### Exercise
Could you output exactly the lines from the one containing "Can you find the wooden" through the end of the records below, and nothing more?

### Source material
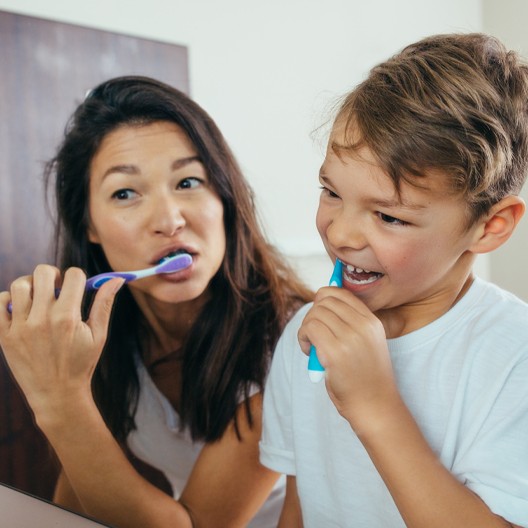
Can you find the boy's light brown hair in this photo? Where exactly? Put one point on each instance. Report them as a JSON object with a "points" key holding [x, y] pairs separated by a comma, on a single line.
{"points": [[456, 104]]}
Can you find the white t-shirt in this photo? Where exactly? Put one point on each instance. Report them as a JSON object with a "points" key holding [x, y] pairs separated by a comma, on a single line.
{"points": [[464, 378], [159, 442]]}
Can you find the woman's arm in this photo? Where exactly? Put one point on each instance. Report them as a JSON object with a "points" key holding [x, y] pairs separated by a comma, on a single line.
{"points": [[228, 483], [291, 515], [65, 496], [52, 354]]}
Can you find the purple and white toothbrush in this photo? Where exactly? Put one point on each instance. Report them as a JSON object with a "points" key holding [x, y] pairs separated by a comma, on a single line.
{"points": [[168, 265]]}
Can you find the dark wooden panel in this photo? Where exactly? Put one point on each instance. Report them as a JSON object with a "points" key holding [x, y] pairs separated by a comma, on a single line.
{"points": [[46, 68]]}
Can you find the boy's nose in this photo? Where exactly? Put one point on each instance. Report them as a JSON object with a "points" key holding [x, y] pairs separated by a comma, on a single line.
{"points": [[167, 217], [344, 232]]}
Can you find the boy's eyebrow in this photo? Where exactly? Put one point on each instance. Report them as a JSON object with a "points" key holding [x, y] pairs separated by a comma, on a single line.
{"points": [[132, 169], [399, 203], [388, 204]]}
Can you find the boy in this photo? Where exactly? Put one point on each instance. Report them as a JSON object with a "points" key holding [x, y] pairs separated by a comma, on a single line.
{"points": [[423, 417]]}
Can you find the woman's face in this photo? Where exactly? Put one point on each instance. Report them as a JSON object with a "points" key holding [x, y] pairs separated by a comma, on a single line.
{"points": [[150, 196]]}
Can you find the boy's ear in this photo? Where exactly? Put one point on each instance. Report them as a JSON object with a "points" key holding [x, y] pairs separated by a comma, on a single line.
{"points": [[498, 225]]}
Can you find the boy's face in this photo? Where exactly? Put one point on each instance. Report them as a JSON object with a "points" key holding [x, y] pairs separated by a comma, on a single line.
{"points": [[406, 255]]}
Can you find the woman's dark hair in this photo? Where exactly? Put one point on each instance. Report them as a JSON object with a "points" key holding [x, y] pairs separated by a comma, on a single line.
{"points": [[228, 350]]}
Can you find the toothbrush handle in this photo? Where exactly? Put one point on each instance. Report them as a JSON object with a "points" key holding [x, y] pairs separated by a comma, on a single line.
{"points": [[94, 283], [315, 369]]}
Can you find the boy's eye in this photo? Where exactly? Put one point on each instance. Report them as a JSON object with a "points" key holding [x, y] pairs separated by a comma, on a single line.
{"points": [[190, 183], [328, 192], [123, 194], [391, 219]]}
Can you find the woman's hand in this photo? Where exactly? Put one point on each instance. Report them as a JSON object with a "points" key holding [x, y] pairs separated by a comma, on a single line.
{"points": [[351, 345], [51, 352]]}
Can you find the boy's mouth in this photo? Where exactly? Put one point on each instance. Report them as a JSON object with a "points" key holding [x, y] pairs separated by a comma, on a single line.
{"points": [[359, 275]]}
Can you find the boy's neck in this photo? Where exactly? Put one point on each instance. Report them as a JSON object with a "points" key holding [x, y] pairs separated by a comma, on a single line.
{"points": [[411, 317]]}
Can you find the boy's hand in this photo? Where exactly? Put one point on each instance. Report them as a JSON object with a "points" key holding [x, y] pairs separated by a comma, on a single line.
{"points": [[351, 345], [51, 352]]}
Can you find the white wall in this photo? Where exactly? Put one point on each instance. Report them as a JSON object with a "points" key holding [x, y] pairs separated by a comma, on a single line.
{"points": [[508, 266], [267, 73]]}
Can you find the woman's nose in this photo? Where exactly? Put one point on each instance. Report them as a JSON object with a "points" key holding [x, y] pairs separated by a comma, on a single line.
{"points": [[167, 216]]}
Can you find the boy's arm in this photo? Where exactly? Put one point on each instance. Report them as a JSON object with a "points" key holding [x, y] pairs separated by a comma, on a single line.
{"points": [[351, 345], [291, 516]]}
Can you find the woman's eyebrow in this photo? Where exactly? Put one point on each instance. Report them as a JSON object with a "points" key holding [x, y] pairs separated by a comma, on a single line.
{"points": [[133, 169], [179, 163]]}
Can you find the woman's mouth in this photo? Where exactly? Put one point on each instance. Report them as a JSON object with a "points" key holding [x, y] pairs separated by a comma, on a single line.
{"points": [[360, 276], [172, 254]]}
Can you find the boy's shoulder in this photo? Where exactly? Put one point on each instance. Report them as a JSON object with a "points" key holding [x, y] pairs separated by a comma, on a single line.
{"points": [[497, 299]]}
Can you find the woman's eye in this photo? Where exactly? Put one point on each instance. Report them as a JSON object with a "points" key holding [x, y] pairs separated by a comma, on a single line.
{"points": [[391, 219], [190, 183], [123, 194]]}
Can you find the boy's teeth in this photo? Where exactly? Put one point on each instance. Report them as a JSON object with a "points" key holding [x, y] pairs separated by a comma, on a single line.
{"points": [[353, 269]]}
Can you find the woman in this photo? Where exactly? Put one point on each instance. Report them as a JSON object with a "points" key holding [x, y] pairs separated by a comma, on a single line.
{"points": [[143, 173]]}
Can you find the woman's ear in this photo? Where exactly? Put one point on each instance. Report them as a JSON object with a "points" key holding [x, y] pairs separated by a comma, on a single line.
{"points": [[498, 224], [92, 235]]}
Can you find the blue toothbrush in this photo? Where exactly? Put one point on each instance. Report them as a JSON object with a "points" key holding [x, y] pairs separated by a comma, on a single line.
{"points": [[315, 369], [167, 265]]}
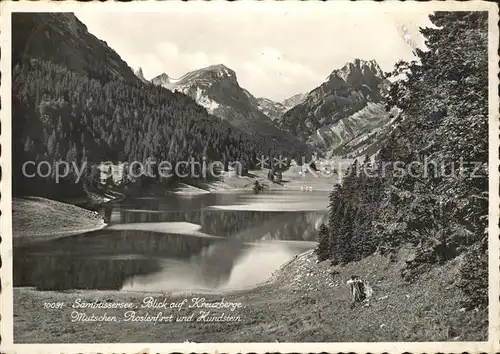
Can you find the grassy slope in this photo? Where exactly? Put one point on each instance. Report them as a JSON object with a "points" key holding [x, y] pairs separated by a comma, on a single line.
{"points": [[301, 303], [40, 218]]}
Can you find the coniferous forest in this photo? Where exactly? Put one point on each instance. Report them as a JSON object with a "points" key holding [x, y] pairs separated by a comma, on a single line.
{"points": [[440, 209]]}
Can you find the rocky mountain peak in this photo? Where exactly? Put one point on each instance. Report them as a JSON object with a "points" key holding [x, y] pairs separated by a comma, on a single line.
{"points": [[221, 71], [140, 74], [358, 70]]}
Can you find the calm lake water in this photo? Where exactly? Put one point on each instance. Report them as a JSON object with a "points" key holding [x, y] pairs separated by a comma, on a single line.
{"points": [[179, 243]]}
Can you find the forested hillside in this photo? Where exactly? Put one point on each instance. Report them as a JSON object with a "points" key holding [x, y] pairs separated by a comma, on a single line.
{"points": [[74, 99], [425, 188]]}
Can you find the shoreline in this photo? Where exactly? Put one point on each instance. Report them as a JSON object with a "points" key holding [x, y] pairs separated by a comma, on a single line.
{"points": [[301, 302]]}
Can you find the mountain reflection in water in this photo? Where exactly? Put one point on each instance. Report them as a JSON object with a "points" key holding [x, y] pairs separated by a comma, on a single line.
{"points": [[176, 244]]}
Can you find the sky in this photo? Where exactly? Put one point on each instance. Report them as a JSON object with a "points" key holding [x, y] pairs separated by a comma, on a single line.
{"points": [[275, 54]]}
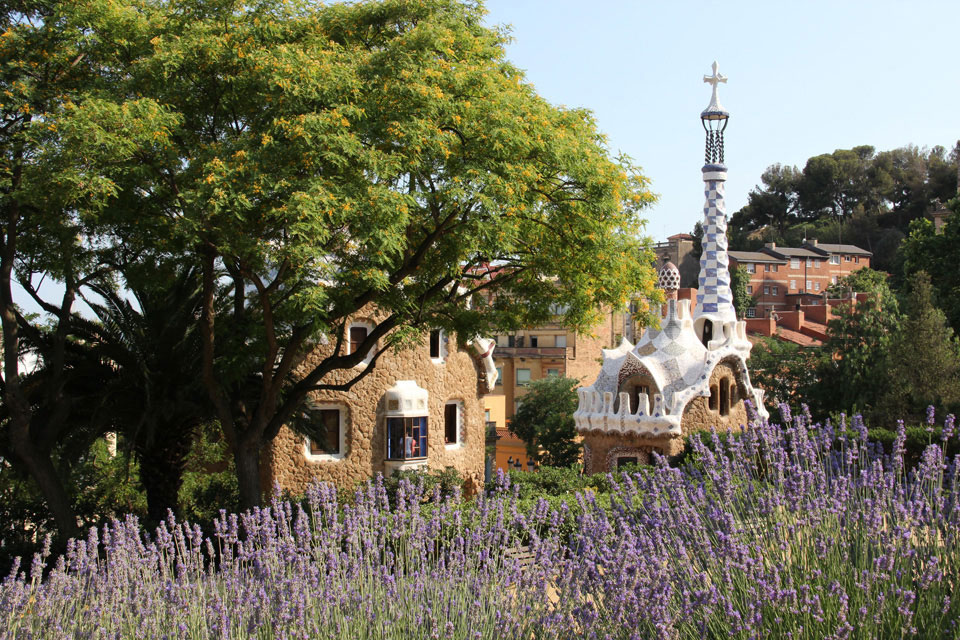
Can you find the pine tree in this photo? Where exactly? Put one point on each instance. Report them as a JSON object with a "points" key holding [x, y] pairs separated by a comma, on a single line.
{"points": [[925, 356]]}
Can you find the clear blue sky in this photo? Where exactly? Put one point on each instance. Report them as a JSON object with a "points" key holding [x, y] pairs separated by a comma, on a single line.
{"points": [[804, 78]]}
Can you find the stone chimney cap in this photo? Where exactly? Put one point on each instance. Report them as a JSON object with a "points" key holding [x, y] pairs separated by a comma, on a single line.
{"points": [[669, 277]]}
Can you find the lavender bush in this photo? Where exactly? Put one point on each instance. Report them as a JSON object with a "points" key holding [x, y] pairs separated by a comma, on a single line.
{"points": [[795, 531]]}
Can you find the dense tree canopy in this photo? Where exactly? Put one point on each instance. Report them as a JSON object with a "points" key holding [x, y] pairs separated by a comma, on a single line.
{"points": [[313, 162]]}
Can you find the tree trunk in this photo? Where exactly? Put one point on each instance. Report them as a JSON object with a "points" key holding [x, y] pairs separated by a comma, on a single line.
{"points": [[247, 458], [41, 469], [161, 474]]}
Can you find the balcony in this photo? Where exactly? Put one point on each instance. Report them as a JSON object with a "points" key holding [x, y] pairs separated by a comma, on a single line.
{"points": [[530, 352]]}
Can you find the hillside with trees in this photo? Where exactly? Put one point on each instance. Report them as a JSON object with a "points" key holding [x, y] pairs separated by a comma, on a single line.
{"points": [[851, 196]]}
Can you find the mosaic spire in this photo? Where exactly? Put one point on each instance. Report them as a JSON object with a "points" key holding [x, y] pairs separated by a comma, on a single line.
{"points": [[714, 296]]}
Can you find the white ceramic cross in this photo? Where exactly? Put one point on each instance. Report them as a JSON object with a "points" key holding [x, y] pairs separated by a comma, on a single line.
{"points": [[714, 80]]}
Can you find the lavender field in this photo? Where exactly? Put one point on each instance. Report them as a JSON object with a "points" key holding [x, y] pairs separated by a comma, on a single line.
{"points": [[796, 530]]}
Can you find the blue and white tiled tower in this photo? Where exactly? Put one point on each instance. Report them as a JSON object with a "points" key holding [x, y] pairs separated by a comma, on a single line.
{"points": [[714, 312]]}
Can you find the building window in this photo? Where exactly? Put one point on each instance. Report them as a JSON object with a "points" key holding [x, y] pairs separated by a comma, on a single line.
{"points": [[356, 335], [451, 423], [325, 432], [436, 347], [406, 438]]}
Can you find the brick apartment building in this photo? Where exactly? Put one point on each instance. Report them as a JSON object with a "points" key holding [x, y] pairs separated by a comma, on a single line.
{"points": [[782, 278]]}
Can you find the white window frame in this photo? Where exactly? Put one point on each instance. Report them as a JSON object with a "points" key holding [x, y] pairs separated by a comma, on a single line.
{"points": [[459, 442], [369, 327], [517, 377], [329, 457]]}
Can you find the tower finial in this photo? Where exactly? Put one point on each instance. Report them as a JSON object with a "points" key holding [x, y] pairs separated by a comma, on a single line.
{"points": [[714, 119]]}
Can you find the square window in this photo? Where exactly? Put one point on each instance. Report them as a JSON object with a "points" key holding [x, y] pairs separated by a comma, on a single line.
{"points": [[406, 438], [325, 433], [357, 335], [451, 423]]}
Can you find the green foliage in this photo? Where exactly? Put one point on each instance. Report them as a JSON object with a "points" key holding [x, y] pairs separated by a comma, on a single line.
{"points": [[784, 369], [742, 300], [925, 357], [935, 254], [854, 196], [545, 421], [209, 479]]}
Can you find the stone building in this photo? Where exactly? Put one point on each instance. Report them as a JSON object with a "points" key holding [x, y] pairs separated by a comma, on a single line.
{"points": [[691, 373], [419, 408]]}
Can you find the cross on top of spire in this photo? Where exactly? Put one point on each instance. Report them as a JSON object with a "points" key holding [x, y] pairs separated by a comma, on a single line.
{"points": [[714, 111]]}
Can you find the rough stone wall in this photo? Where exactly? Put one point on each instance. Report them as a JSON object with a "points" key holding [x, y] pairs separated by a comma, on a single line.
{"points": [[697, 416], [285, 462], [600, 451]]}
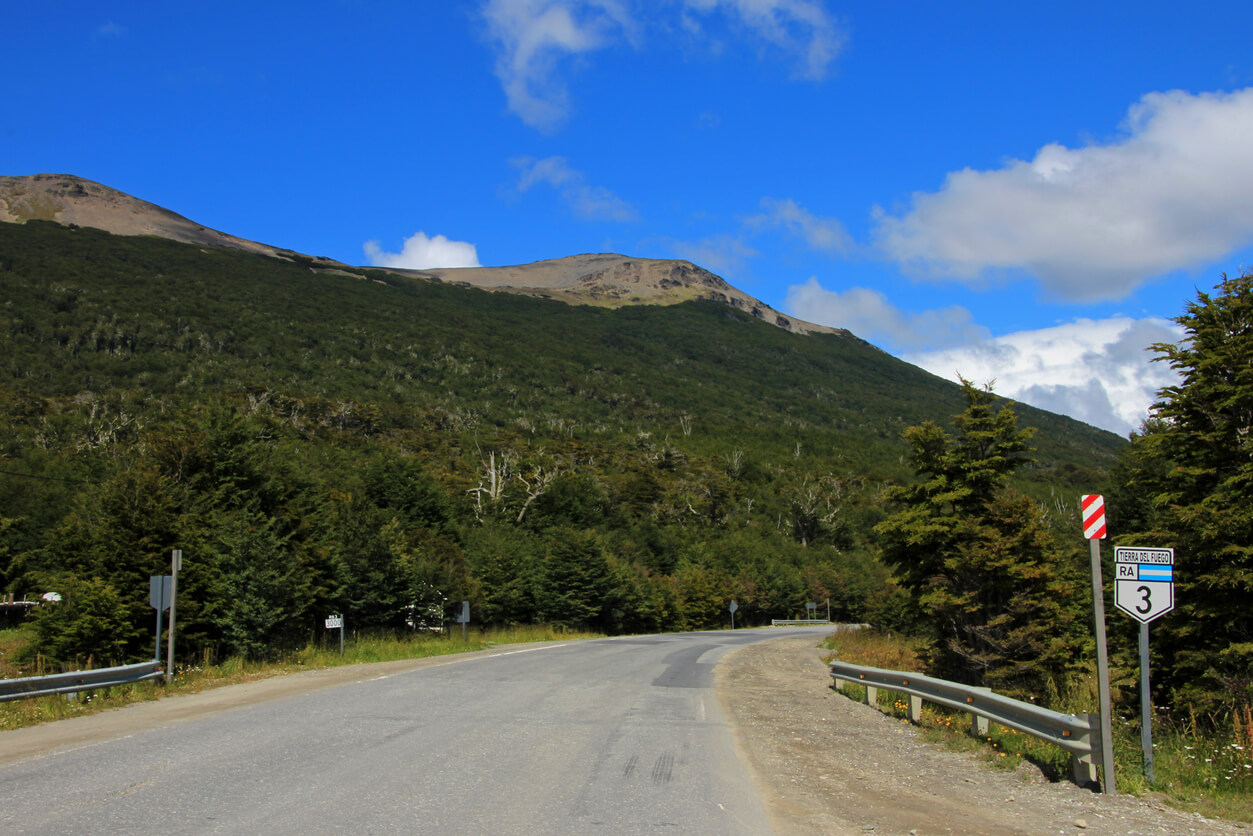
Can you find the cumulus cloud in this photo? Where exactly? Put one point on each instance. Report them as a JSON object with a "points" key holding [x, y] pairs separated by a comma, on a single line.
{"points": [[587, 202], [871, 316], [538, 40], [1094, 222], [533, 36], [821, 233], [424, 253], [1098, 371], [802, 29]]}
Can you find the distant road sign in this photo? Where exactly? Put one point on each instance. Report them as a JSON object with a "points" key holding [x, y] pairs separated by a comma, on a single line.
{"points": [[1093, 509], [1144, 582]]}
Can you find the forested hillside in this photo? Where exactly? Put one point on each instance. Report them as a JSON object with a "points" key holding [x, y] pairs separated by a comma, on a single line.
{"points": [[350, 440]]}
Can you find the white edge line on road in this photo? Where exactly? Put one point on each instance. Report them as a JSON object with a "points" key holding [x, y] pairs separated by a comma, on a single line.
{"points": [[530, 649]]}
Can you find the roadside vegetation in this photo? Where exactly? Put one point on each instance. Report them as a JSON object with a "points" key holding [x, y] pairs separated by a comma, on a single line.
{"points": [[1198, 766], [382, 448], [366, 444], [204, 674]]}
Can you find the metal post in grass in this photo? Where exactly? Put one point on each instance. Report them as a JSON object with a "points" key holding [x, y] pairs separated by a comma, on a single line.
{"points": [[176, 563], [1093, 513]]}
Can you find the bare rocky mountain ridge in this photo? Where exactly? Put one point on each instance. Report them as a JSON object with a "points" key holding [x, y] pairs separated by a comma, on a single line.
{"points": [[602, 280]]}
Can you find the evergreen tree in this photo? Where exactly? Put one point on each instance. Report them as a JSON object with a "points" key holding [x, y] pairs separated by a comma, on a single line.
{"points": [[1204, 498], [995, 592]]}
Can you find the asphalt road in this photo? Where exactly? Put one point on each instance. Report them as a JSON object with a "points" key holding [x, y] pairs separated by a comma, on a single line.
{"points": [[612, 736]]}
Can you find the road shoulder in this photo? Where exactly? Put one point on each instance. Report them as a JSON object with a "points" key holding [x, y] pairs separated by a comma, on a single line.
{"points": [[827, 765]]}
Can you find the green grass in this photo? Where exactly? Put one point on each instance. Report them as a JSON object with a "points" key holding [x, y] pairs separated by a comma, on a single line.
{"points": [[1197, 767], [196, 677]]}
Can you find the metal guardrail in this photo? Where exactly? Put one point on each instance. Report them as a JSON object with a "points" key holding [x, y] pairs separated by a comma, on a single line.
{"points": [[1076, 733], [64, 683]]}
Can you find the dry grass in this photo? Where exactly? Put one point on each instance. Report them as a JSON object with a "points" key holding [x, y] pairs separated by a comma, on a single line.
{"points": [[202, 674]]}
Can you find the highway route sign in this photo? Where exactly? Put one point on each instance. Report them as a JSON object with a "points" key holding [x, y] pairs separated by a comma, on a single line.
{"points": [[1144, 582]]}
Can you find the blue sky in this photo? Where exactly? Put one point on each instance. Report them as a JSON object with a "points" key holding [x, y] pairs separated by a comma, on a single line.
{"points": [[1011, 193]]}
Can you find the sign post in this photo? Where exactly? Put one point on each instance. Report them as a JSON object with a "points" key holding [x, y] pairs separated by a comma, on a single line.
{"points": [[462, 618], [1093, 509], [176, 563], [1144, 589], [159, 598], [336, 623]]}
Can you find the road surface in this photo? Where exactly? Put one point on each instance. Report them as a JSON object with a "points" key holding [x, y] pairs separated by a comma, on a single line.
{"points": [[612, 736]]}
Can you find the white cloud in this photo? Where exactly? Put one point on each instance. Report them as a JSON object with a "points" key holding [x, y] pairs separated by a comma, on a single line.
{"points": [[1098, 371], [536, 40], [425, 253], [1094, 222], [871, 316], [534, 35], [587, 202], [800, 28], [821, 233]]}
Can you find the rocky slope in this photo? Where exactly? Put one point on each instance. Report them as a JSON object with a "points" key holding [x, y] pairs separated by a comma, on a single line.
{"points": [[603, 280]]}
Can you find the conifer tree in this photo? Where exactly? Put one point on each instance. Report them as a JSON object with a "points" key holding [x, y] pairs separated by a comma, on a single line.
{"points": [[987, 580], [1203, 500]]}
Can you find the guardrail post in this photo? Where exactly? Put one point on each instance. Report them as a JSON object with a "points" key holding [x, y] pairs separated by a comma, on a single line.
{"points": [[1083, 767]]}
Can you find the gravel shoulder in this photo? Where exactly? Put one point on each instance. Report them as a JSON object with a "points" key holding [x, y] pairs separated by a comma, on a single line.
{"points": [[822, 762], [827, 765]]}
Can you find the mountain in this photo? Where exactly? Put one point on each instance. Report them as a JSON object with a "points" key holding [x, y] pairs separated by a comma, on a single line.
{"points": [[322, 438], [603, 280]]}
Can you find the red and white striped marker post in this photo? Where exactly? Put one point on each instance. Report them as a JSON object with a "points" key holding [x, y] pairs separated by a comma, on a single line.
{"points": [[1093, 512]]}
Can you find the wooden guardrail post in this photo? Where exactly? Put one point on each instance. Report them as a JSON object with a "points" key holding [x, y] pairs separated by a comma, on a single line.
{"points": [[1083, 767]]}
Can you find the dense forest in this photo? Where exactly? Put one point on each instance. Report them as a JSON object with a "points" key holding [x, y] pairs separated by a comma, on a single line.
{"points": [[350, 440]]}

### Written answer
Can you find the wooden guardrail post in this photo? Where exactly? Put one point on each instance. Report them as a JSON object with a "points" key holding [x, y] pairs separated by a comma, on a single line.
{"points": [[1083, 767]]}
Can you find the dense forest in this photo? Where exactly? Put one point on each instance. Report them as a JSON object with a "points" key holding [x, y] pairs separated by a comma, on a single line.
{"points": [[350, 440]]}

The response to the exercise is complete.